**Stated problem**
With the pictures left out, reproduce exactly the lines running from the line with "Objective — one point per instance of the man's short" to the last line of the material below.

Point annotation dataset records:
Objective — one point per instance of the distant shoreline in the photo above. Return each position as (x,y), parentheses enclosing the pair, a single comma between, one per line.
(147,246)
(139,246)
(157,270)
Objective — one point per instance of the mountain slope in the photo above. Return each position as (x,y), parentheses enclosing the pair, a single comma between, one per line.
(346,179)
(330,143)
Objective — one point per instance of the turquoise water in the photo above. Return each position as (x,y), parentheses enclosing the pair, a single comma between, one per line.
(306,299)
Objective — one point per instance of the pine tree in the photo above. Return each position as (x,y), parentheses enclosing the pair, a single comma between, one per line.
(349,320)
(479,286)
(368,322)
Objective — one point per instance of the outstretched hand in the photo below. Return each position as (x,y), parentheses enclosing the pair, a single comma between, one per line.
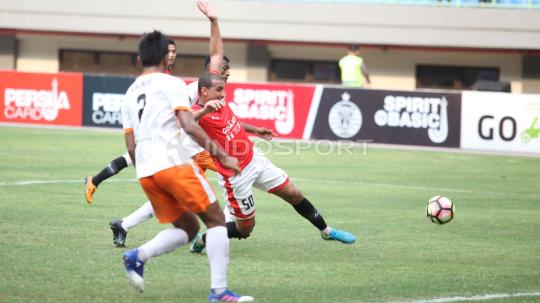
(203,6)
(265,133)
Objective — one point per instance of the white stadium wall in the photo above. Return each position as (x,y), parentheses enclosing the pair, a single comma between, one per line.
(500,122)
(287,21)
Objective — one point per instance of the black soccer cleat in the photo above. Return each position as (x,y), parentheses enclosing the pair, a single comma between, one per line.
(119,233)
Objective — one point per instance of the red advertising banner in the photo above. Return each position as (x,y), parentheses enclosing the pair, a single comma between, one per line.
(41,98)
(283,108)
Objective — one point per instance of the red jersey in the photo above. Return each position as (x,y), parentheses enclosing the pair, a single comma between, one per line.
(224,128)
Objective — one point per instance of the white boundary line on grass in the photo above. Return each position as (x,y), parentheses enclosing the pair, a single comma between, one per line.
(435,190)
(475,298)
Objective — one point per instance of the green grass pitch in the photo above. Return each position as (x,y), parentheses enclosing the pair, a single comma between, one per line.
(56,248)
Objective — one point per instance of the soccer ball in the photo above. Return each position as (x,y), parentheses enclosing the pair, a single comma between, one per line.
(440,210)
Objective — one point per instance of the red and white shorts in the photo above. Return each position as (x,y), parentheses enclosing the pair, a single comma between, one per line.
(260,173)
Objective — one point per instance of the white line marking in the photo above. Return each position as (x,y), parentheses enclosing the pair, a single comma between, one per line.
(312,114)
(338,182)
(426,188)
(475,298)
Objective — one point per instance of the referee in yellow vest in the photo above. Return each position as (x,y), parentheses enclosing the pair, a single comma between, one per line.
(353,68)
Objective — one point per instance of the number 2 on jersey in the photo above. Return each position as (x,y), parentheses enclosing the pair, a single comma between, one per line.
(141,102)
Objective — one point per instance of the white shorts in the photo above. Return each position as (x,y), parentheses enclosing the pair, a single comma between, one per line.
(260,173)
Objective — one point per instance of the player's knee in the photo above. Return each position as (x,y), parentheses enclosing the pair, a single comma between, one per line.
(294,195)
(245,227)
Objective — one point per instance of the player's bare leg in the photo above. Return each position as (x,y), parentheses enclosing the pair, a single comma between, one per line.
(217,249)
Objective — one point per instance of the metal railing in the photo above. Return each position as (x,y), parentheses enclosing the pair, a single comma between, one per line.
(518,4)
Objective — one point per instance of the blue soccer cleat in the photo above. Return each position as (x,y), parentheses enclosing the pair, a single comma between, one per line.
(339,235)
(134,269)
(228,296)
(197,247)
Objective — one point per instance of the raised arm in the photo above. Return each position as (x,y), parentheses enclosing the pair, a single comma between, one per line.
(130,144)
(215,51)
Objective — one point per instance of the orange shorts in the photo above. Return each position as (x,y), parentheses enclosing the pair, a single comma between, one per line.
(178,189)
(205,161)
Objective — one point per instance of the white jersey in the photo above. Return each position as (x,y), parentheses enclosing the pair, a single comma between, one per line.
(149,111)
(193,93)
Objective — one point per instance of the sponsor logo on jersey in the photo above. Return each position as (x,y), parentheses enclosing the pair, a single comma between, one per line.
(34,104)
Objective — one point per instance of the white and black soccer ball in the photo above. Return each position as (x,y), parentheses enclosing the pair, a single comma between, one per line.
(440,210)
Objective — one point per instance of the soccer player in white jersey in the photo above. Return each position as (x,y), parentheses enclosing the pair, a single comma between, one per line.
(231,134)
(156,118)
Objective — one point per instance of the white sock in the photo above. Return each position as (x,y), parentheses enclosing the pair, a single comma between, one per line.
(227,213)
(166,241)
(217,249)
(145,212)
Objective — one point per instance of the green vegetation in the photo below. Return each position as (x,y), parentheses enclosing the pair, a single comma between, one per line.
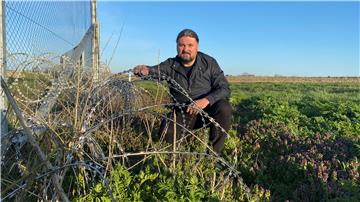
(289,141)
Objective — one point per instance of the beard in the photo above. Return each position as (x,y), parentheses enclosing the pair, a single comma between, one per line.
(186,57)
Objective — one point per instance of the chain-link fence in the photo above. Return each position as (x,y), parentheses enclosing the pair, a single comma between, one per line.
(43,28)
(40,36)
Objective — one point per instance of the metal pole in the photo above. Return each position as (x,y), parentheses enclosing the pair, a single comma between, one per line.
(95,42)
(4,123)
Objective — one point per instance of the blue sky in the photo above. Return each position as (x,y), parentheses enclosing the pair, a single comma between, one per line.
(261,38)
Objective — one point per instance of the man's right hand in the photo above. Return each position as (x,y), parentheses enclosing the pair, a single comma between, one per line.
(141,70)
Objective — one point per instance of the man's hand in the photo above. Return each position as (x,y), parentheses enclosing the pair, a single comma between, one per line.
(194,108)
(141,70)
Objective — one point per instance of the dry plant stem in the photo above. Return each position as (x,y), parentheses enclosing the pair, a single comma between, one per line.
(33,142)
(77,97)
(213,183)
(108,165)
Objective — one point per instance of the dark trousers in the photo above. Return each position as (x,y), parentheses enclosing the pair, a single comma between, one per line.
(219,111)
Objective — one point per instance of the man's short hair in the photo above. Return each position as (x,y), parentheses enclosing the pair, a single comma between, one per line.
(189,33)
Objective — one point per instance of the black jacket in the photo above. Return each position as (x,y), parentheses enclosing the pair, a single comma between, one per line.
(206,79)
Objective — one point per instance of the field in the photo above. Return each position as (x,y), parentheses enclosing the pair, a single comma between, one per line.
(295,139)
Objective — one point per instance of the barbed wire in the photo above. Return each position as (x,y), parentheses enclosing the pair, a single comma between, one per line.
(95,99)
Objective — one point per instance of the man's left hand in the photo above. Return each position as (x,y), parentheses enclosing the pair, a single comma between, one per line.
(194,108)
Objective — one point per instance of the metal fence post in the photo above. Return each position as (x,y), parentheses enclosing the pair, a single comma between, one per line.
(95,42)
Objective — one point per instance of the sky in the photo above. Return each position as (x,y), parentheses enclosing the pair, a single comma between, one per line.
(285,38)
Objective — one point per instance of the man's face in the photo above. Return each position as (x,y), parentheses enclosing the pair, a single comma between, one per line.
(187,48)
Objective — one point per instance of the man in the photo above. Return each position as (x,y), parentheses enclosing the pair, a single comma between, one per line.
(201,77)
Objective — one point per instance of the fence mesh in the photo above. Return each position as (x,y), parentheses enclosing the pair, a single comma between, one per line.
(43,29)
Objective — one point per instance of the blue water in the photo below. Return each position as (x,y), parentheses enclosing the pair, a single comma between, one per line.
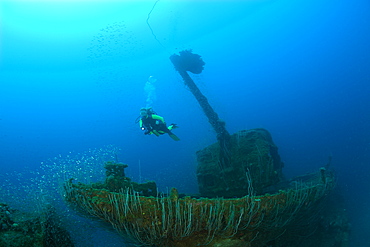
(72,78)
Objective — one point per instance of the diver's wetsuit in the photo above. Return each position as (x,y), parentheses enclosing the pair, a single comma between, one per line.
(154,124)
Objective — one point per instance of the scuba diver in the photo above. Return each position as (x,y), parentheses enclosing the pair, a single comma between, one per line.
(151,123)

**Result below**
Objective — one point per instance of the man's short hair in the photo above. Return each position as (x,y), parentheses enclosing the pair, a single comma between, one per line.
(189,33)
Objective — one point per instance of the black jacket in the photo above. Return each position as (x,y), parentheses enclosing the pair, a single comma between, one per line.
(206,79)
Objective — one point per instance of the field in the photo above. Return each position as (x,y), parentheses enclosing the pair, a single comma between, one per line.
(295,139)
Objective — one point per instance of the barbed wire in the photo above. Return each position as (x,y), parentheses enclosing the pair, a single comma between, one per line.
(95,99)
Objective — one point per instance of the man's left hand in the photo above. Return each position as (x,y), parentheses enclosing the pair, a single comma between, one per line.
(194,108)
Objective — one point per instance of the metal fence post in the photo above. Return each position as (x,y), parentheses enclosing the pair, a single comma between, one per line.
(95,42)
Objective — one point per instance of the sky in the photo above. Return each position as (x,y), parentheses enclosing the pair, a single comma between, one per line.
(285,38)
Objective — one point per instance of the man's face in the photo above. Return each position as (x,y), parentheses enclosing the pair, a single comma between, one per line.
(187,48)
Objective — one point per instance of the man in the photo above. Return each position as (x,y), parentheses enclosing the pair, a single comma between, one per line.
(201,77)
Objective — one point per instance of the fence mesh in the photo above. Return each position as (x,y), parentheses enclosing the pair, a single comma between, one per line.
(43,29)
Objective — one point per instance of the blue water in the photo below. Return each position as (x,y), parentheses enclosing the pair, a single comma between, one per line.
(72,78)
Objective — one point per instance of the diver's wetsuit in the photo above. Return each position as (x,y), parentheses enclosing the pair, a single comma between, one per line.
(154,124)
Objective — one point per instance of the scuba diver in the photo above. Return each position as (x,y), parentheses enclosing the pair, a single comma between, one per line.
(151,123)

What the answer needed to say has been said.